§ Information given
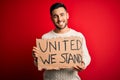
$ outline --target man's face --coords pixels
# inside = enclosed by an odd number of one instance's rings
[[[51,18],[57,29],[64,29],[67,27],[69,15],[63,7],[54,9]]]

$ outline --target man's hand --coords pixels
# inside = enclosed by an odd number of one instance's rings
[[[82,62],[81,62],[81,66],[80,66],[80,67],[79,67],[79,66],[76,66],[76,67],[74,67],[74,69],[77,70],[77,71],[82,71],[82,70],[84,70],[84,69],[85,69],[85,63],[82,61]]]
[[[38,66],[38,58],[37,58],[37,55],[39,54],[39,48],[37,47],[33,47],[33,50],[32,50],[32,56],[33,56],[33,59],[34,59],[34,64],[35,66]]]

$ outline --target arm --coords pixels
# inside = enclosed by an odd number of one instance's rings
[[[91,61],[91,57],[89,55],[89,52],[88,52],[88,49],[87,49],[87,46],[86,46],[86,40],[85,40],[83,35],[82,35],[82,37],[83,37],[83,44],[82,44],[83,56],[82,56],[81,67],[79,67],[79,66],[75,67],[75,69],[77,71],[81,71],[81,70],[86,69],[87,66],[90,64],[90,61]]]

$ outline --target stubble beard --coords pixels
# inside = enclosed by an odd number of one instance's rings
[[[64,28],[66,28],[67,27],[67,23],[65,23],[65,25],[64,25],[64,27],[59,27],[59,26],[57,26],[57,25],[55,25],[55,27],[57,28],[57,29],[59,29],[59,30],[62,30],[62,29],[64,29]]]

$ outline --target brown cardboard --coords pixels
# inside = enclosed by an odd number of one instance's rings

§ Given problem
Copy all of the entries above word for word, leaving out the pictures.

§ Solution to the problem
$ outline --target man's face --coords pixels
# inside = enclosed by an odd number of one instance's rings
[[[51,18],[57,29],[64,29],[67,27],[69,15],[63,7],[54,9]]]

$ outline --target man's hand --coords pixels
# inside = enclosed by an odd number of one instance's rings
[[[82,62],[81,62],[81,66],[80,66],[80,67],[79,67],[79,66],[76,66],[76,67],[74,67],[74,69],[77,70],[77,71],[82,71],[82,70],[84,70],[84,69],[85,69],[85,63],[82,61]]]
[[[38,66],[38,58],[37,58],[37,55],[39,54],[39,48],[37,47],[33,47],[33,50],[32,50],[32,56],[33,56],[33,59],[34,59],[34,64],[35,66]]]

$ outline --target arm --coords pixels
# inside = enclosed by an odd number of one instance's rings
[[[91,61],[91,57],[89,55],[89,52],[88,52],[88,49],[87,49],[87,46],[86,46],[86,40],[85,40],[83,35],[82,35],[82,37],[83,37],[83,44],[82,44],[83,56],[82,56],[81,67],[79,67],[79,66],[75,67],[75,69],[77,71],[81,71],[81,70],[86,69],[87,66],[90,64],[90,61]]]

$ outline --target stubble beard --coords pixels
# inside = enclosed by an odd number of one instance's rings
[[[64,28],[66,28],[67,27],[67,23],[65,23],[65,25],[64,25],[64,27],[59,27],[59,26],[57,26],[57,25],[55,25],[55,27],[57,28],[57,29],[59,29],[59,30],[62,30],[62,29],[64,29]]]

$ outline --target brown cardboard --coords pixels
# inside = enclosed by an odd number of one instance's rings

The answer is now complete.